**Your instructions**
Reproduce only the lines of the material below that start at the line containing "column 371, row 526" and stop at the line containing "column 792, row 462". Keep both end lines.

**Study material**
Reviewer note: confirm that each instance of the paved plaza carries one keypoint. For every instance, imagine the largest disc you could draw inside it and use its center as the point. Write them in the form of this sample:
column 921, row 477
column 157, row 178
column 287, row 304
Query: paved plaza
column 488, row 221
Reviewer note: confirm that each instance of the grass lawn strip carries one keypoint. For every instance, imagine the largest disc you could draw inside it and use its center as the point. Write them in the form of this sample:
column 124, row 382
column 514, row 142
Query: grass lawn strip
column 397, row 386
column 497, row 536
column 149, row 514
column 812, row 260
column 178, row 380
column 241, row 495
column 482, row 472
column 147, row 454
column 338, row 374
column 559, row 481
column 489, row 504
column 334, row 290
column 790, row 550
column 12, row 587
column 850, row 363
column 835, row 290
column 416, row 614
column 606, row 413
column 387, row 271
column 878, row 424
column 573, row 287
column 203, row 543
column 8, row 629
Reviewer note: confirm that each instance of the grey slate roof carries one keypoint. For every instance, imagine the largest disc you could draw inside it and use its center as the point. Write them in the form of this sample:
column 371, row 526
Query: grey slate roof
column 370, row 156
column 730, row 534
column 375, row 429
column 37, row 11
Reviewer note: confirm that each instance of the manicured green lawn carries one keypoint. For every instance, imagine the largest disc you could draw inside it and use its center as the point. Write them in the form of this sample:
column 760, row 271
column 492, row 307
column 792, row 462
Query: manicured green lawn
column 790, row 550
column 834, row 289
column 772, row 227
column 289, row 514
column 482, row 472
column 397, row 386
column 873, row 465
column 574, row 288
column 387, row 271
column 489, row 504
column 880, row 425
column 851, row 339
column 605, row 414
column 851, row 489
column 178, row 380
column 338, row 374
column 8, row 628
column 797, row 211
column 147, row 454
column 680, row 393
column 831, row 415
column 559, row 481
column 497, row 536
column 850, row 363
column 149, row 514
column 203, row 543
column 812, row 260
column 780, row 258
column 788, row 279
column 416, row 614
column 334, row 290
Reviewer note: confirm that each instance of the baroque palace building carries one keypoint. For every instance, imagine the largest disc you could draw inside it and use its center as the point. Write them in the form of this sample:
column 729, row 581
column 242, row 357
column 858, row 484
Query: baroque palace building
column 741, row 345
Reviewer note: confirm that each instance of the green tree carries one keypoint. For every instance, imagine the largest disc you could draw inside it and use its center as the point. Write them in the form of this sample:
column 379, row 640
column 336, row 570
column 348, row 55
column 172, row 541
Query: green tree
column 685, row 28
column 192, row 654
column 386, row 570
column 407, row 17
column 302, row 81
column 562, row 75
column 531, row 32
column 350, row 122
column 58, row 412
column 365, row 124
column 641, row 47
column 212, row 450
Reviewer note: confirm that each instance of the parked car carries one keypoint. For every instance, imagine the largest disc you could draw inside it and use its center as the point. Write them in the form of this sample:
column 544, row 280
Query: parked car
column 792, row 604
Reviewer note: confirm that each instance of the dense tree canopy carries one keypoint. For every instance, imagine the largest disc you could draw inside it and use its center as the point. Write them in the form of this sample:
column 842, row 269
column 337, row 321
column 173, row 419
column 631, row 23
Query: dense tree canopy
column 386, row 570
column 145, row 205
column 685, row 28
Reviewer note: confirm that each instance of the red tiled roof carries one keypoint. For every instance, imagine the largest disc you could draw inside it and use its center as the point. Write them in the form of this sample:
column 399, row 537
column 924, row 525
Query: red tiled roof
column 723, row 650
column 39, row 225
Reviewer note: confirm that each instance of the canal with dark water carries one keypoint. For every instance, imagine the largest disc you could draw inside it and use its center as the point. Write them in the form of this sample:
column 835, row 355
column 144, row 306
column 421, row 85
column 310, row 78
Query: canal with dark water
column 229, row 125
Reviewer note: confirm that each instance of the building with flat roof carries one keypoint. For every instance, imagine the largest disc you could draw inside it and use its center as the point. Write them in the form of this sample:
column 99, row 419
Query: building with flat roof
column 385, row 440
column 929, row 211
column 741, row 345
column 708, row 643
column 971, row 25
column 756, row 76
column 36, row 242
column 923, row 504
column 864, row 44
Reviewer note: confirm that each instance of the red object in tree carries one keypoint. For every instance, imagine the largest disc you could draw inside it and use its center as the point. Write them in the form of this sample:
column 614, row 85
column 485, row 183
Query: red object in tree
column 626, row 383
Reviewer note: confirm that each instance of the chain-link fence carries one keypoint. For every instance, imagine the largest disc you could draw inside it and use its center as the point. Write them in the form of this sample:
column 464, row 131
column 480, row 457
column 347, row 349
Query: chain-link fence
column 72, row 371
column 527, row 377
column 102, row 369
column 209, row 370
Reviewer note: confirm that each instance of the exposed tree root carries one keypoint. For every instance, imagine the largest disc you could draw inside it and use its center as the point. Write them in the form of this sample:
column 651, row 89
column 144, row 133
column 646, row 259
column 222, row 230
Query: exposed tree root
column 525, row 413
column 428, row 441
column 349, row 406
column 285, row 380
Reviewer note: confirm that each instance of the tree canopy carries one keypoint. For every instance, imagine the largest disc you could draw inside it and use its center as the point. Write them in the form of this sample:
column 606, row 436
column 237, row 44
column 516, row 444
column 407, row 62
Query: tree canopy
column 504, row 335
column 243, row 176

**Your response**
column 371, row 526
Query: grey slate roof
column 370, row 156
column 730, row 534
column 375, row 429
column 37, row 11
Reviewer note: confirm that each instance of the manicured green lawn carries one keypoint. For every instance, imagine the largest disc you could draw inside it and use its center as the point. Write them in the form of this sample:
column 760, row 271
column 492, row 307
column 792, row 462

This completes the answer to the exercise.